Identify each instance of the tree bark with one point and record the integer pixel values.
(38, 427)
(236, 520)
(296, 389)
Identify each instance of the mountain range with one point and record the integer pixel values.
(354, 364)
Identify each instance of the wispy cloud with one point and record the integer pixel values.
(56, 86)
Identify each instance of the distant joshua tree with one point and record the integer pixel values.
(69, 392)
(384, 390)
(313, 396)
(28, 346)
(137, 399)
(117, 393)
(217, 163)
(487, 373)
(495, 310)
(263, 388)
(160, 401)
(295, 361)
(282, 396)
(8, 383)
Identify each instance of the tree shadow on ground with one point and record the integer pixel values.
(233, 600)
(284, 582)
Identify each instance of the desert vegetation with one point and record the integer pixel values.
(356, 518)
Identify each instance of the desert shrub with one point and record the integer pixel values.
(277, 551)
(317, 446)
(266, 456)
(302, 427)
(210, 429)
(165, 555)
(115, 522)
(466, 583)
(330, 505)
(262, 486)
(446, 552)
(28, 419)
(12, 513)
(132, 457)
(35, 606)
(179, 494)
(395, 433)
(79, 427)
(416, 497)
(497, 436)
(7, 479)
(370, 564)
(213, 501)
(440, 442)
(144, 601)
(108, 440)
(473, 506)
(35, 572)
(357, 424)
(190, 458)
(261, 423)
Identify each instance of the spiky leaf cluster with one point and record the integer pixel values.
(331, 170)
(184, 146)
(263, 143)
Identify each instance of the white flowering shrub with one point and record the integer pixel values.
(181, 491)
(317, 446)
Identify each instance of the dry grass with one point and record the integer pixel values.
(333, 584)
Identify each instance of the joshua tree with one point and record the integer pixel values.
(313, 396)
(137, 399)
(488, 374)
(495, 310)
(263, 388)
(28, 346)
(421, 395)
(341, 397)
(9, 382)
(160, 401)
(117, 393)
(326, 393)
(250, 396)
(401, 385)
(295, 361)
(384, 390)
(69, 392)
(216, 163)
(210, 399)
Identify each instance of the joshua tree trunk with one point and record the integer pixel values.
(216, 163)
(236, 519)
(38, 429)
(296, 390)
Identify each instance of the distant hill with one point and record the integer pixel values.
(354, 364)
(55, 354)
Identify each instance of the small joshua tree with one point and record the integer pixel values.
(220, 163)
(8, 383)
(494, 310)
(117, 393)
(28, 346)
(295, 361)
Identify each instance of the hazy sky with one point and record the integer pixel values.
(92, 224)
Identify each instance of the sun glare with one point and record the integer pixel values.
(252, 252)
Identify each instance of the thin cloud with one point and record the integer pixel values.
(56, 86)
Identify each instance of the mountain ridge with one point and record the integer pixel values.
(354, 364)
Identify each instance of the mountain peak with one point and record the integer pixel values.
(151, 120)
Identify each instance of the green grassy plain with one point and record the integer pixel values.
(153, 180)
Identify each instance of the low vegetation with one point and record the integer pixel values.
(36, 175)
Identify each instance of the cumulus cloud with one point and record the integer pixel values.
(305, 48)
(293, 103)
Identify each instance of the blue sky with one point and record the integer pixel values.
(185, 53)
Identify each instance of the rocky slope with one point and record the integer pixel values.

---

- EXERCISE AIM:
An exact copy of every entry above is required.

- OUTPUT BELOW:
Identify each instance of the tree bark with one point and record the integer pixel values.
(38, 427)
(236, 520)
(296, 389)
Identify each instance of the mountain range with one point and record the integer pixel values.
(354, 364)
Identify each instance of the wispy cloud with one point and record the integer pixel values.
(56, 86)
Identify each instance of the distant joshua tree with one point and record the integer pixel values.
(69, 392)
(384, 390)
(313, 396)
(28, 346)
(137, 399)
(117, 393)
(217, 163)
(487, 373)
(495, 310)
(263, 388)
(160, 401)
(295, 361)
(282, 396)
(8, 383)
Identify each instance of the tree shadow on ground with one point and record the integer pixel values.
(233, 600)
(284, 582)
Identify each instance of the desert vegetation with one point and record the integer pixel values.
(356, 518)
Identify each instance of the desert shrub with one point and record the integer pixel values.
(277, 551)
(317, 446)
(266, 456)
(302, 427)
(210, 429)
(165, 555)
(115, 522)
(466, 583)
(330, 505)
(262, 486)
(446, 552)
(28, 419)
(12, 513)
(132, 457)
(35, 606)
(179, 494)
(395, 433)
(79, 427)
(416, 497)
(497, 436)
(7, 479)
(370, 564)
(213, 501)
(440, 442)
(144, 601)
(108, 440)
(473, 506)
(35, 572)
(357, 424)
(190, 458)
(261, 423)
Identify each instance of the spiky leaf cluster with one point and record the integer pixel values.
(331, 170)
(184, 146)
(263, 143)
Identify each instance of the white flowering shrub with one point and record the integer pixel values.
(181, 491)
(317, 446)
Identify each instance of the dry grass with one point and record the integer pixel values.
(333, 584)
Identify each instance of the joshua tree with one point and record the integer pixel values.
(313, 396)
(137, 399)
(488, 374)
(495, 310)
(263, 388)
(28, 346)
(421, 395)
(341, 397)
(9, 382)
(160, 401)
(117, 393)
(326, 393)
(250, 396)
(401, 385)
(295, 361)
(384, 390)
(69, 392)
(216, 163)
(210, 399)
Identify each instance of the joshua tree trunk with one point and record the integer pixel values.
(216, 163)
(236, 519)
(38, 429)
(296, 390)
Identify each instance of the distant hill with one point and record the integer pixel values.
(354, 364)
(55, 354)
Identify each instance of the small joshua tree with one point and record the integer pixel values.
(220, 163)
(8, 383)
(494, 310)
(117, 393)
(28, 346)
(295, 361)
Identify each instance of the hazy sky with one point and record the integer pixel values.
(92, 224)
Identify each instance of the sun glare with one point and record the integer pixel values.
(252, 252)
Identify each instance of the thin cloud with one point and record the integer pixel values.
(56, 86)
Identify each instance of the mountain ridge with one point and record the integer pixel values.
(354, 364)
Identify each instance of the mountain peak with one point and record the integer pixel values.
(151, 120)
Identify each instance of the green grassy plain with one point and record the integer pixel values.
(153, 180)
Identify each instance of the low vegetation with one point and record the integer pixel values.
(36, 175)
Identify each instance of the cumulus cloud with one point and record the integer pixel values.
(305, 48)
(293, 103)
Identify each instance of the blue sky with one point and record the integer pixel values.
(185, 53)
Identify each instance of the rocky slope with one point and record the integer pixel values.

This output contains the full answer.